(QUOTED TEXT)

“Barezzi’s house, on the great market’s square, was one of the most important in Busseto; above the warehouses on the ground floor, the family had its home – which included a spacious room where the Philharmonic Society met to rehears, two or three times a week. Signor Barezzi […] indeed was not only a good businessman, but most importantly a great fan of music, and this is what he is mostly remembered for”.
In Austrian writer and playwright Franz Werfel’s description (translated from “Verdi. L’uomo nelle sue lettere”, Castelvecchi, Rome 2007), we meet the man who first noticed Giuseppe Verdi’s talent. His name was Antonio Barezzi, and he welcomed the “Swan of Busseto” into his house when he was still a child, encouraging his passion for music and becoming his patron.

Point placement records
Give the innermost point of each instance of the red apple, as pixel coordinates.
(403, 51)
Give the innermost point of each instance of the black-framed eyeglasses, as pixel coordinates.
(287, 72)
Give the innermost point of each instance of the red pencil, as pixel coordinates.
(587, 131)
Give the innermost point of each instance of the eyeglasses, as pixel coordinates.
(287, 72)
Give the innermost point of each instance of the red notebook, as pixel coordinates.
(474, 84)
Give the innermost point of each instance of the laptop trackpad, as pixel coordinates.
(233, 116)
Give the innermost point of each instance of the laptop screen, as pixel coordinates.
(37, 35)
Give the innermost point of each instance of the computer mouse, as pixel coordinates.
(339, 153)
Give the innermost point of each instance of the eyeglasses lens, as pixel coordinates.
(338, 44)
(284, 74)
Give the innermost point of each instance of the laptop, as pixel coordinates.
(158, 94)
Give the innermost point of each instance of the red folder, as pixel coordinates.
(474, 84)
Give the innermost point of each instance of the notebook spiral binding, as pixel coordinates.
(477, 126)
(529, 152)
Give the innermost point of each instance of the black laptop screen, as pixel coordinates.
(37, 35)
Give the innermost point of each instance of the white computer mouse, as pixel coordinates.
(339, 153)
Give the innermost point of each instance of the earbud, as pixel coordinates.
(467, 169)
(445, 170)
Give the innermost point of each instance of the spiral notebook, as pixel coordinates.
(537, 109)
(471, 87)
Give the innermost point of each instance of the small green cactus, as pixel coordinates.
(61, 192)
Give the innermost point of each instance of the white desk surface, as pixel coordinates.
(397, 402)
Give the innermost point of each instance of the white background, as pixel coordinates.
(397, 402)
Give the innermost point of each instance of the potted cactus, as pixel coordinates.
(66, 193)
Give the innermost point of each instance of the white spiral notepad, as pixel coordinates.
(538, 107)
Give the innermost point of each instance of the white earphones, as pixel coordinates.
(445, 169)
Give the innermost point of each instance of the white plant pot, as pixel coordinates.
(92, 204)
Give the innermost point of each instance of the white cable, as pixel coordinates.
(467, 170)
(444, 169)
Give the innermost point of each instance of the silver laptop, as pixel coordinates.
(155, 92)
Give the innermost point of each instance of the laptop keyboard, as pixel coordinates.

(WORK INSTRUCTIONS)
1 - Which lines in the entries contain the string "mouse"? Copy each one.
2 - Could you carry the passage about Antonio Barezzi and the young Verdi forward from its final sentence?

(EXPECTED OUTPUTS)
1 -
Give the innermost point of each instance of the computer mouse, as pixel coordinates.
Give the innermost point of each instance of the white computer mouse, as pixel coordinates.

2 -
Werfel explains, “Good old signor Antonio had a great intuition. After the shy, clumsy, quiet boy’s first visit, he decided to pay for Giuseppe Verdi’s musical education. From then on, Antonio Barezzi was the guardian angel of Verdi’s youth – a burly, good-natured, always curious and quite ordinary guardian angel, with a heart that burnt with passion like a child’s.”
After a few years, the famous composer married Barezzi’s daughter, Margherita.
Now Casa Barezzi is a museum, full of outstanding works of art and memorabilia, including documents handwritten by the Maestro himself, the first manuscript of “In morte di Giuseppe Verdi”, an ode composed by Gabriele D’Annunzio in 1901, and billboards and posters from the most important opera seasons at the Giuseppe Verdi Theater in Busseto.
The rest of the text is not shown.